Task description: Select from the data all lines with the word "leafy".

(Point localization data)
* * * * * * *
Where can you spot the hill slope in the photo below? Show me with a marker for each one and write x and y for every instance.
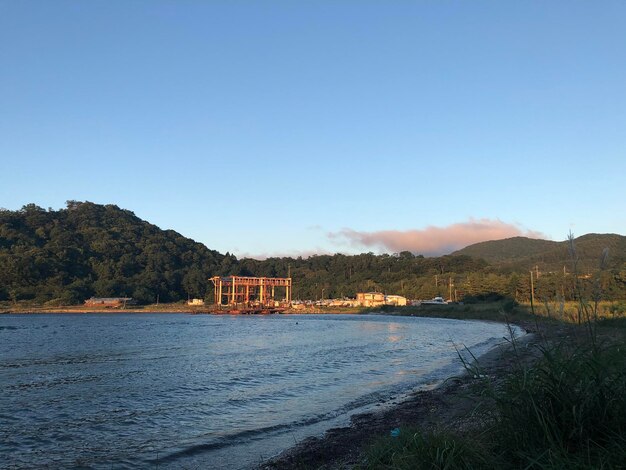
(521, 253)
(89, 249)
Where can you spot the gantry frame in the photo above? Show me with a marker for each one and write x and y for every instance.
(246, 291)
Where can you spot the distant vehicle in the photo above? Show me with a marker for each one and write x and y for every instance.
(435, 301)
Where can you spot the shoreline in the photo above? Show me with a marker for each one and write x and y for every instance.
(446, 406)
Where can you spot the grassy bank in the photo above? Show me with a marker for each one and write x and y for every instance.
(565, 409)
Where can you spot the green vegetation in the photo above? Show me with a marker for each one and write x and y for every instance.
(66, 256)
(565, 409)
(63, 257)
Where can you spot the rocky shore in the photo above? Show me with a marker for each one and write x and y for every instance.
(449, 407)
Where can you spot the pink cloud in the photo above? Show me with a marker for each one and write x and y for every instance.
(433, 241)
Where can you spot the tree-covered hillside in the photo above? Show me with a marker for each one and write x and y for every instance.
(519, 253)
(89, 249)
(86, 249)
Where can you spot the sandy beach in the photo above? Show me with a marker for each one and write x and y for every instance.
(449, 406)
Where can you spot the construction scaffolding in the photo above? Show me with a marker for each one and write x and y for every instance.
(251, 293)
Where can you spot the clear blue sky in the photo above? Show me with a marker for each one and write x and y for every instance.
(263, 127)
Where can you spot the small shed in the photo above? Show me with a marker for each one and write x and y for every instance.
(108, 302)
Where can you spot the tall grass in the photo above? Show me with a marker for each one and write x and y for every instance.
(565, 410)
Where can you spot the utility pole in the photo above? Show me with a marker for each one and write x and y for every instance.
(532, 293)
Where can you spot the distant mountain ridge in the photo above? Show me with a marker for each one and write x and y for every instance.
(62, 257)
(516, 252)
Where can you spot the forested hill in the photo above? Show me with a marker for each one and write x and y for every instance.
(86, 249)
(89, 249)
(518, 253)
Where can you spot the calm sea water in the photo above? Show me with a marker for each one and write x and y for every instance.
(225, 392)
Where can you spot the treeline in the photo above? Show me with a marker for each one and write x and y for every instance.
(94, 250)
(86, 249)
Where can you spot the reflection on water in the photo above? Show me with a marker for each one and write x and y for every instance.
(173, 391)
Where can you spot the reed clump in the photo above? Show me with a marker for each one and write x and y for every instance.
(564, 409)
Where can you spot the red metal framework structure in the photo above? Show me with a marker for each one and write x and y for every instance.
(240, 292)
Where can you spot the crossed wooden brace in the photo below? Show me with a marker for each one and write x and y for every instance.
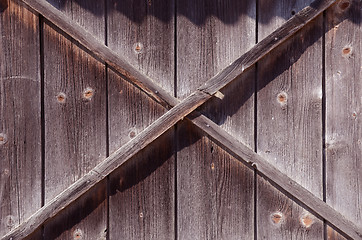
(179, 110)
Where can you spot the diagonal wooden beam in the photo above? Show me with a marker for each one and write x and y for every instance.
(247, 156)
(167, 120)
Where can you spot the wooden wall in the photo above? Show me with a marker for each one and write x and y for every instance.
(62, 111)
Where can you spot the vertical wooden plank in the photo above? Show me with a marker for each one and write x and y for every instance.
(214, 192)
(75, 123)
(289, 122)
(343, 111)
(20, 110)
(141, 203)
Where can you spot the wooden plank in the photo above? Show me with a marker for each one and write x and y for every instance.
(75, 125)
(214, 192)
(141, 202)
(343, 111)
(20, 114)
(224, 77)
(268, 43)
(115, 160)
(289, 125)
(109, 164)
(277, 178)
(97, 48)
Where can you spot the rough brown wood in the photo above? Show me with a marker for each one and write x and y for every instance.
(141, 204)
(166, 114)
(97, 48)
(213, 85)
(289, 122)
(20, 114)
(115, 160)
(268, 43)
(214, 193)
(277, 178)
(343, 111)
(75, 125)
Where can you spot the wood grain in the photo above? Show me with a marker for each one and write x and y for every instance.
(141, 192)
(343, 111)
(20, 110)
(289, 114)
(193, 101)
(97, 48)
(214, 192)
(278, 179)
(75, 126)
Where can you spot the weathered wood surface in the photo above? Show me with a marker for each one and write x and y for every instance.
(141, 204)
(20, 115)
(277, 178)
(97, 48)
(343, 111)
(214, 192)
(59, 207)
(289, 122)
(75, 123)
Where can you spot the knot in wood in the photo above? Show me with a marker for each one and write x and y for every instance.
(3, 138)
(88, 93)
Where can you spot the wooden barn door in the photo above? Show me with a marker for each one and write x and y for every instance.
(63, 110)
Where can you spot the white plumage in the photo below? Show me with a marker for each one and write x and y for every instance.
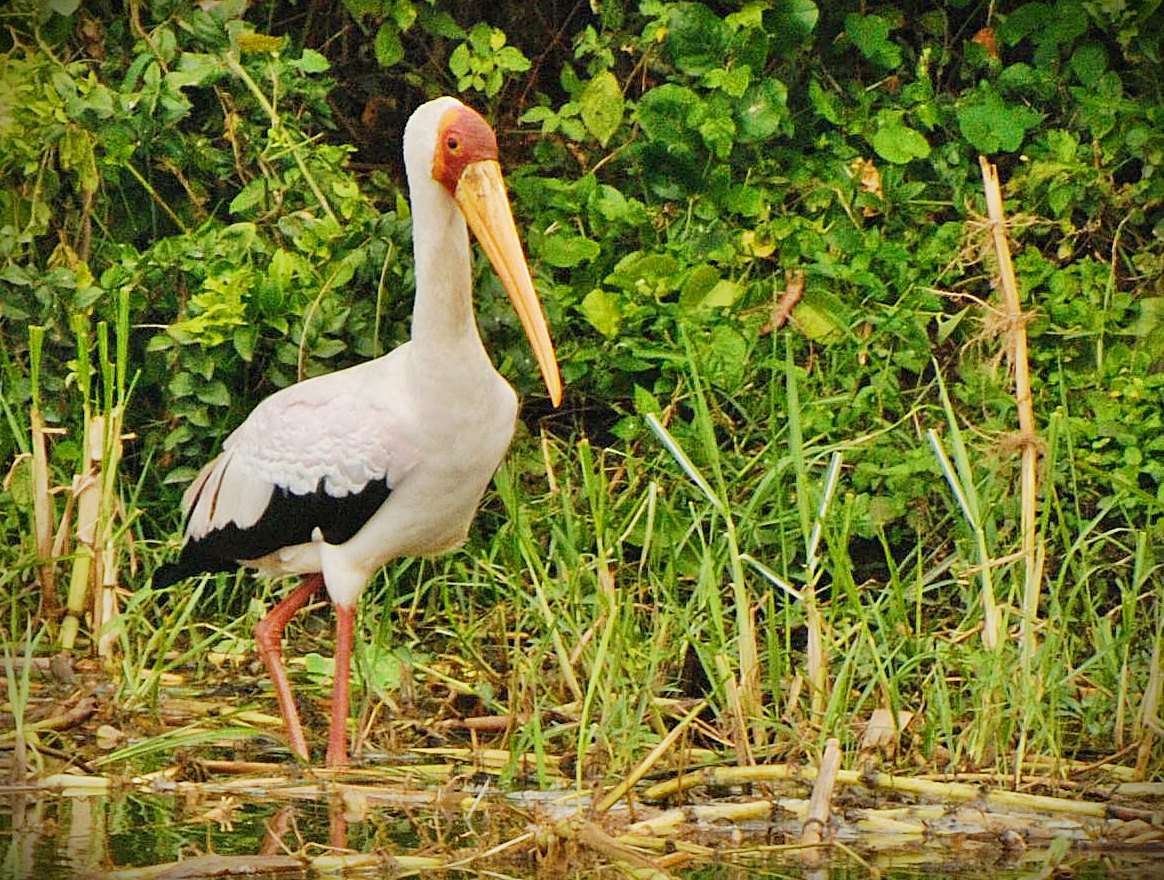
(336, 475)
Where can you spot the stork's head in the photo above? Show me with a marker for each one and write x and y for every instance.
(458, 149)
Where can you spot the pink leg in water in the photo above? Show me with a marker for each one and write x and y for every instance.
(269, 637)
(338, 731)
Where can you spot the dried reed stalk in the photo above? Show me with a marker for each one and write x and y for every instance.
(1028, 432)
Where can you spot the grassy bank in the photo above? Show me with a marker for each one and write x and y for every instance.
(832, 465)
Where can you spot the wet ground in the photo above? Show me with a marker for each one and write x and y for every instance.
(276, 827)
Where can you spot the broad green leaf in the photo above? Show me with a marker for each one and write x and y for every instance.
(992, 126)
(388, 45)
(822, 317)
(644, 272)
(1090, 63)
(793, 21)
(824, 105)
(602, 106)
(763, 108)
(645, 402)
(701, 279)
(250, 197)
(199, 68)
(609, 204)
(603, 310)
(696, 38)
(565, 250)
(871, 36)
(732, 82)
(899, 143)
(718, 134)
(664, 112)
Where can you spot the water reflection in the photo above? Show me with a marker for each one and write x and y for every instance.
(269, 829)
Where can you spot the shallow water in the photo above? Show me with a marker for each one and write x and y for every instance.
(45, 836)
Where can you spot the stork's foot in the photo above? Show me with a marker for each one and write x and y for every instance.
(269, 638)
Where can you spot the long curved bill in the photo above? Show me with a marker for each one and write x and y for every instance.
(482, 199)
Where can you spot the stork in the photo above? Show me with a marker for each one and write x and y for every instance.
(333, 477)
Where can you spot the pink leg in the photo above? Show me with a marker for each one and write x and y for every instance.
(338, 732)
(269, 637)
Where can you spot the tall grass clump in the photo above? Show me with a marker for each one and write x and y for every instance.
(847, 451)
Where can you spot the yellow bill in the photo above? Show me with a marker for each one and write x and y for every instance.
(482, 199)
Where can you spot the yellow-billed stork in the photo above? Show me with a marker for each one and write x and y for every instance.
(336, 475)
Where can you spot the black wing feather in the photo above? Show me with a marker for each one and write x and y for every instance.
(289, 519)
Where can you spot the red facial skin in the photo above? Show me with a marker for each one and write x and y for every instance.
(462, 137)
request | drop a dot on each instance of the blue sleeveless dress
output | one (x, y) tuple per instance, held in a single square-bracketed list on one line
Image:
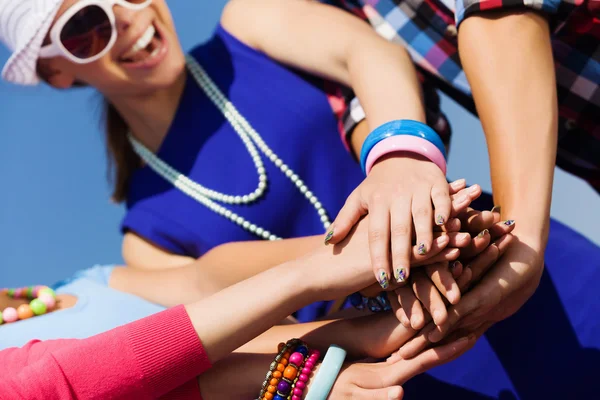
[(291, 113), (548, 350)]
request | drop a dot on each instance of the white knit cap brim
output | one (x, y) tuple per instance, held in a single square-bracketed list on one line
[(23, 26)]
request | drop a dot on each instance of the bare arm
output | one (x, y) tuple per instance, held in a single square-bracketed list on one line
[(183, 280), (333, 44), (508, 61)]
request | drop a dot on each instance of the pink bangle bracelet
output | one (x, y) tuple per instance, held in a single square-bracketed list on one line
[(407, 143)]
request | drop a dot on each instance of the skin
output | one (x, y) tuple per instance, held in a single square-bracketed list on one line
[(348, 52), (303, 281), (519, 113)]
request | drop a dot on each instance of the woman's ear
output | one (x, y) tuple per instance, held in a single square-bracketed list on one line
[(54, 76)]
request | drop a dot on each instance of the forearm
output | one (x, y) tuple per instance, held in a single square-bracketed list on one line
[(221, 267), (508, 61), (384, 78), (338, 47), (228, 319), (237, 376), (374, 335)]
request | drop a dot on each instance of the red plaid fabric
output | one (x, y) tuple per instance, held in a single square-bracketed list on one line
[(428, 29)]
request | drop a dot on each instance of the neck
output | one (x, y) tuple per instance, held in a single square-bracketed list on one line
[(149, 116)]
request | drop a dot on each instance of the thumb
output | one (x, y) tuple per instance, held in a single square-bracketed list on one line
[(352, 211)]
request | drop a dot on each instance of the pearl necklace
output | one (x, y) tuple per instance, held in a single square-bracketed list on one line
[(249, 137)]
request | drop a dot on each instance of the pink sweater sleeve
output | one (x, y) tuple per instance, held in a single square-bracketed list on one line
[(157, 356)]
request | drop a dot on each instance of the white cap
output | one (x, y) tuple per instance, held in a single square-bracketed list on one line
[(23, 26)]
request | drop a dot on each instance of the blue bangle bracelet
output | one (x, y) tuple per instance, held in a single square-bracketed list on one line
[(330, 368), (399, 127)]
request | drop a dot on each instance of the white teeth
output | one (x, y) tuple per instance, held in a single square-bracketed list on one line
[(144, 40)]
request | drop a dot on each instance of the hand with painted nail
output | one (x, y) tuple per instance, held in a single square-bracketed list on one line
[(433, 286), (442, 283), (395, 202), (486, 279), (381, 381)]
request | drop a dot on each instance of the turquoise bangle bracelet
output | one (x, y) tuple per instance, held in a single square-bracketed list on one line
[(399, 127), (330, 368)]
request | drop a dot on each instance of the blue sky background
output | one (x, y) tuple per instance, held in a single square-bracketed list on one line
[(55, 213)]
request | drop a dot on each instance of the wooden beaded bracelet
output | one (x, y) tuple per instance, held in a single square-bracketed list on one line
[(277, 368)]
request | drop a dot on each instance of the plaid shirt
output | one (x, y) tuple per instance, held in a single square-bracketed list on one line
[(428, 29)]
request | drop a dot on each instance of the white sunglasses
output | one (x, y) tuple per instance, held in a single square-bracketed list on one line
[(87, 30)]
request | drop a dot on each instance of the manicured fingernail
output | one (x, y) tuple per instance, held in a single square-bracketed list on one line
[(400, 274), (329, 236), (383, 279), (454, 265), (483, 233), (440, 219), (458, 183), (473, 189), (435, 336)]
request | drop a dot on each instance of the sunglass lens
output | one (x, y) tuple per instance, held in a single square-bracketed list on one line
[(87, 33)]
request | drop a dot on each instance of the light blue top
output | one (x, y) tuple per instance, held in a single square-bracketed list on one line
[(98, 309)]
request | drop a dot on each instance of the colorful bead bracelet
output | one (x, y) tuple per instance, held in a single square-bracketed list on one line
[(302, 378), (374, 304), (289, 373), (277, 368), (43, 300)]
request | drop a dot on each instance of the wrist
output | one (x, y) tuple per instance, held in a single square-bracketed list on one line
[(301, 280)]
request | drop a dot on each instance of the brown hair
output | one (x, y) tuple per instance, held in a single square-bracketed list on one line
[(122, 160)]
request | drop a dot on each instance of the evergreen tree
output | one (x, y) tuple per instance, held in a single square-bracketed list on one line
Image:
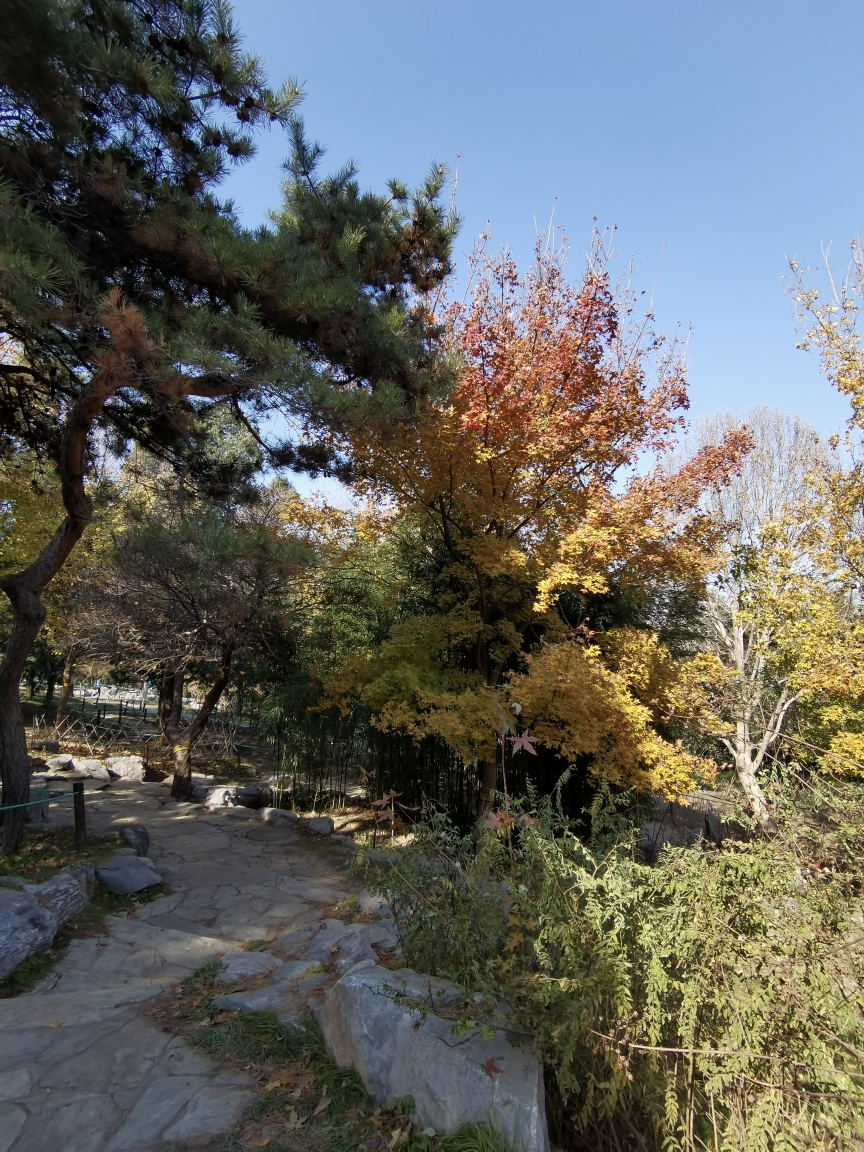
[(131, 301)]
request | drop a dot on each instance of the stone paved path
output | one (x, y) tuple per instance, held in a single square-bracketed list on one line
[(81, 1069)]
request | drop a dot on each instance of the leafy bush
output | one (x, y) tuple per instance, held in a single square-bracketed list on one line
[(710, 1001)]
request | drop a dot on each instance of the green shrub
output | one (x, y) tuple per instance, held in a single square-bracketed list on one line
[(710, 1001)]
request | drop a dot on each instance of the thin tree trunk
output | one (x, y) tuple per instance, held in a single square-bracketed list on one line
[(487, 777), (183, 739), (166, 695), (755, 795), (67, 687), (24, 592)]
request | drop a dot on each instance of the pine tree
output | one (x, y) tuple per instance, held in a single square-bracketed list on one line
[(131, 300)]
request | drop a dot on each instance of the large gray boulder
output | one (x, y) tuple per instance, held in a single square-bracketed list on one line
[(224, 796), (62, 895), (279, 816), (127, 767), (25, 926), (91, 767), (58, 763), (398, 1053), (128, 873), (378, 906)]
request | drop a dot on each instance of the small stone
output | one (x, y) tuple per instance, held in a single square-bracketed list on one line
[(90, 767), (279, 816), (60, 762), (128, 873), (376, 904), (244, 965), (137, 836), (221, 797), (46, 745), (25, 926), (62, 895), (343, 945), (272, 998), (128, 767), (384, 934), (345, 841), (294, 970), (38, 813)]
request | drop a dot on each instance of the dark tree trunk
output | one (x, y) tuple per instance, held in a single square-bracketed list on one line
[(28, 618), (67, 687), (24, 592), (487, 780), (166, 695), (183, 739)]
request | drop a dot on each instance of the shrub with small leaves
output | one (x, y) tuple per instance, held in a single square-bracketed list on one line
[(710, 1001)]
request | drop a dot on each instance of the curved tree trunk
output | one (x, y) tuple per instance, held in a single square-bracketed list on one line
[(182, 740), (745, 772), (67, 687), (24, 592)]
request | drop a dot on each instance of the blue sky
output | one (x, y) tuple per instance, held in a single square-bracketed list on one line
[(719, 138)]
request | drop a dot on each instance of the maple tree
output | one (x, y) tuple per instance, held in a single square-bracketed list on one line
[(527, 483)]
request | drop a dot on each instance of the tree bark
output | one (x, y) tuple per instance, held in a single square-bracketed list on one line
[(24, 592), (487, 777), (67, 687), (182, 740), (756, 797)]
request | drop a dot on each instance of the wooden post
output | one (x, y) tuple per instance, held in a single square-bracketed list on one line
[(81, 832)]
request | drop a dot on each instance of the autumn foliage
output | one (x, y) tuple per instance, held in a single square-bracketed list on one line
[(543, 472)]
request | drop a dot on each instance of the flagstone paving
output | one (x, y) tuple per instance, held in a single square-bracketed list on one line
[(81, 1069)]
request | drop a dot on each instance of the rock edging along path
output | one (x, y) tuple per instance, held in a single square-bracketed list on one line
[(81, 1069)]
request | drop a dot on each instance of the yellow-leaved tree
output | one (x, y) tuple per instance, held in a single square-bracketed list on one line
[(528, 483)]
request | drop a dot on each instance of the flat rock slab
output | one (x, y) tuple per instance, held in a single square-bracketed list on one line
[(243, 965), (81, 1068)]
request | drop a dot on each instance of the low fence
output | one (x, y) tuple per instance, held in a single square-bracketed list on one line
[(324, 762)]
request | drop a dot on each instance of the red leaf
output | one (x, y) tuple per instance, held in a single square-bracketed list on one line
[(523, 741)]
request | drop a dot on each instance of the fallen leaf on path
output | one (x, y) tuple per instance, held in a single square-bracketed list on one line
[(294, 1121)]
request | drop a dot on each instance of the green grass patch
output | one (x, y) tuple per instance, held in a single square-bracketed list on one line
[(305, 1103), (43, 853)]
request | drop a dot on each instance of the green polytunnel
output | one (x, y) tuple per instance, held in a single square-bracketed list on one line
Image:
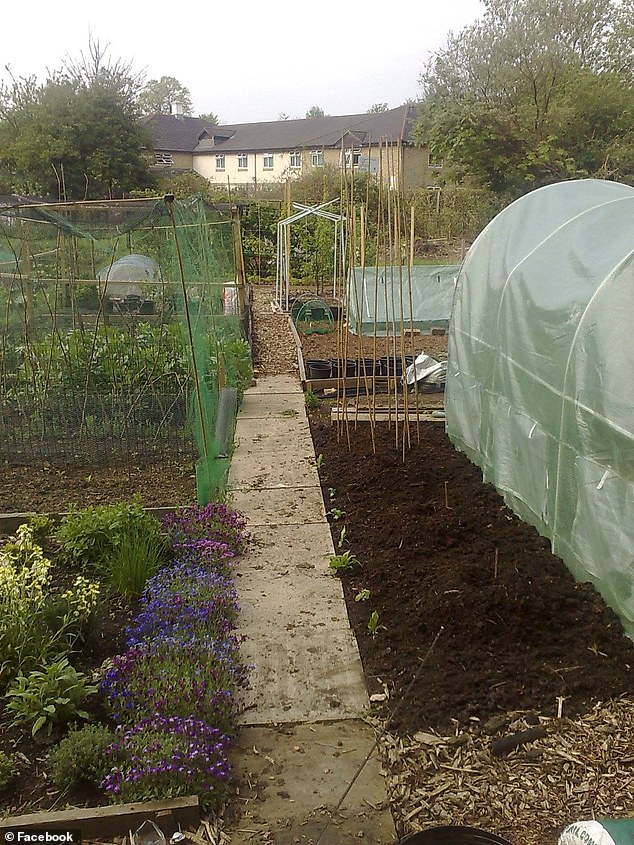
[(539, 391)]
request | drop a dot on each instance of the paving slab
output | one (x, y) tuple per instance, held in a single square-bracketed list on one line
[(275, 384), (279, 505), (308, 672), (291, 778), (302, 738), (263, 405), (266, 434), (295, 468)]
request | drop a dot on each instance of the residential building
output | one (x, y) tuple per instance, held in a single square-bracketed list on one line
[(257, 154)]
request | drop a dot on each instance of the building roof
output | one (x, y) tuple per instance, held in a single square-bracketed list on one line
[(356, 130), (178, 134)]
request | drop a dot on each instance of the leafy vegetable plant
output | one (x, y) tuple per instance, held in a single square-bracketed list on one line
[(48, 697), (374, 627), (342, 562)]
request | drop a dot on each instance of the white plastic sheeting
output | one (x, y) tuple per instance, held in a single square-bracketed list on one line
[(540, 392)]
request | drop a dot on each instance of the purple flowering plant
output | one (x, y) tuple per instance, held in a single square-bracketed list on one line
[(214, 522), (173, 691), (163, 758), (187, 598), (177, 676)]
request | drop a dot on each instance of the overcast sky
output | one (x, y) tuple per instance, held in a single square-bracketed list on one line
[(246, 61)]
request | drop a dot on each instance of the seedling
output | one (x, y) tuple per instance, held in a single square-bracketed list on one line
[(342, 562), (373, 624)]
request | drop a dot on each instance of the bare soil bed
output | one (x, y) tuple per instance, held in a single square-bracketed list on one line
[(440, 551), (50, 488)]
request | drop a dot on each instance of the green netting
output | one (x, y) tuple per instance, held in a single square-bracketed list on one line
[(121, 335), (384, 300), (313, 317), (539, 389)]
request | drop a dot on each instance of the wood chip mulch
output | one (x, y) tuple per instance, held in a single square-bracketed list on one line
[(580, 769)]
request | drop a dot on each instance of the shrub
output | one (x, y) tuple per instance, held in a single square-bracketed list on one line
[(8, 770), (168, 758), (81, 757), (51, 696)]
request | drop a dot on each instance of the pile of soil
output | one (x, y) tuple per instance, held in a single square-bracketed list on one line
[(439, 551)]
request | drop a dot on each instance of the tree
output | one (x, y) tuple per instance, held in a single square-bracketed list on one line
[(315, 111), (535, 91), (77, 135), (159, 94)]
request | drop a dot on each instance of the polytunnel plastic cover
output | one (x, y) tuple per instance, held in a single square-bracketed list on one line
[(539, 389)]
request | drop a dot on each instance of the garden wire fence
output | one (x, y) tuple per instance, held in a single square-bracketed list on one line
[(122, 334)]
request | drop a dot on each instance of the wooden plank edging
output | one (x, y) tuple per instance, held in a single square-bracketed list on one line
[(113, 820)]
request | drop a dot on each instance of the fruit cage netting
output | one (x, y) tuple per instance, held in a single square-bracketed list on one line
[(123, 334)]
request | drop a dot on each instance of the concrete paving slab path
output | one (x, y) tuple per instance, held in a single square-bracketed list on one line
[(303, 738)]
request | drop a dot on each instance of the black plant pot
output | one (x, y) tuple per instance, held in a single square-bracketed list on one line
[(318, 369), (453, 835), (340, 369)]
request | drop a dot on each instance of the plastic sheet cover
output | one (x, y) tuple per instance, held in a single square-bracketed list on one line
[(386, 300), (539, 384)]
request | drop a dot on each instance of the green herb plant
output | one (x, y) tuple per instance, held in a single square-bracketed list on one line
[(133, 562), (37, 627), (90, 536), (8, 770), (311, 400), (48, 697), (81, 756)]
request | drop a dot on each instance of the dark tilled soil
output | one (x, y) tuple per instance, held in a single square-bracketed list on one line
[(439, 551)]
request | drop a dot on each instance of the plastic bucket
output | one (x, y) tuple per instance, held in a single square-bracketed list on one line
[(453, 835)]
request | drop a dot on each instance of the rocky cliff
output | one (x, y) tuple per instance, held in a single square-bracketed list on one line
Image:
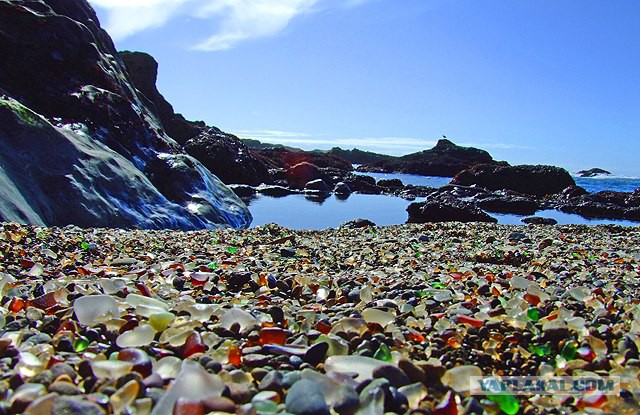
* * * * * * *
Your solution:
request | drop a dot on each instance of the leafy bush
request | drop a dot on each instance of the leafy vegetable plant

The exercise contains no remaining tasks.